TASK PROMPT: Each record that comes next should be output exactly; pictures do not belong in the copy.

AVAILABLE DATA:
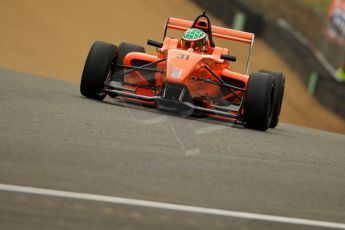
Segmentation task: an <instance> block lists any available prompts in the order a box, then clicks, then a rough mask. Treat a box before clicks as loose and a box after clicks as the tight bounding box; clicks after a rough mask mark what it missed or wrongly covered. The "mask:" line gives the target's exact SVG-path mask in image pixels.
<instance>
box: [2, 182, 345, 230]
mask: <svg viewBox="0 0 345 230" xmlns="http://www.w3.org/2000/svg"><path fill="white" fill-rule="evenodd" d="M0 190H1V191H9V192H18V193H28V194H34V195H45V196H54V197H63V198H71V199H81V200H89V201H98V202H106V203H114V204H122V205H131V206H140V207H147V208H156V209H165V210H172V211H179V212H191V213H199V214H207V215H215V216H226V217H232V218H242V219H251V220H259V221H269V222H279V223H285V224H297V225H308V226H314V227H323V228H334V229H345V223H335V222H327V221H318V220H311V219H301V218H292V217H284V216H274V215H265V214H258V213H250V212H239V211H230V210H223V209H213V208H204V207H196V206H189V205H180V204H172V203H163V202H155V201H146V200H138V199H129V198H123V197H115V196H104V195H96V194H88V193H79V192H69V191H63V190H52V189H44V188H35V187H27V186H18V185H9V184H0Z"/></svg>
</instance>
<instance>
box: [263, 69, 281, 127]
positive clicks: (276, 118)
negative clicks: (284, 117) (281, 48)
mask: <svg viewBox="0 0 345 230" xmlns="http://www.w3.org/2000/svg"><path fill="white" fill-rule="evenodd" d="M259 72H261V73H269V74H271V75H272V76H273V78H274V93H273V110H272V119H271V124H270V127H271V128H275V127H277V125H278V123H279V116H280V111H281V107H282V103H283V97H284V89H285V76H284V74H283V73H278V72H274V71H270V70H260V71H259Z"/></svg>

ANSWER TO THIS TASK:
Segmentation task: an <instance> block lists any available prompts in the order a box, then clicks, then a rough mask. Treat a box before clicks as loose and a box after clicks as the tight bounding box; clicks after a rough mask mark what it missed or wrongly covered. The "mask:" line gives the target's exact SVG-path mask in image pixels.
<instance>
box: [2, 182, 345, 230]
mask: <svg viewBox="0 0 345 230" xmlns="http://www.w3.org/2000/svg"><path fill="white" fill-rule="evenodd" d="M0 190H1V191H9V192H18V193H28V194H34V195H45V196H54V197H63V198H71V199H81V200H89V201H98V202H106V203H114V204H122V205H131V206H140V207H147V208H156V209H165V210H172V211H179V212H191V213H199V214H207V215H215V216H226V217H232V218H242V219H251V220H259V221H269V222H279V223H285V224H297V225H308V226H314V227H323V228H334V229H345V223H335V222H327V221H318V220H311V219H301V218H292V217H284V216H274V215H265V214H258V213H250V212H239V211H230V210H223V209H213V208H204V207H196V206H189V205H180V204H172V203H163V202H155V201H146V200H138V199H129V198H123V197H115V196H104V195H96V194H88V193H79V192H69V191H63V190H52V189H44V188H35V187H27V186H18V185H9V184H0Z"/></svg>
</instance>
<instance>
box: [263, 69, 281, 127]
positive clicks: (276, 118)
negative clicks: (284, 117) (281, 48)
mask: <svg viewBox="0 0 345 230" xmlns="http://www.w3.org/2000/svg"><path fill="white" fill-rule="evenodd" d="M259 72H261V73H269V74H271V75H272V76H273V78H274V93H273V110H272V119H271V124H270V127H271V128H275V127H277V125H278V123H279V116H280V111H281V107H282V103H283V97H284V89H285V76H284V74H283V73H278V72H274V71H270V70H260V71H259Z"/></svg>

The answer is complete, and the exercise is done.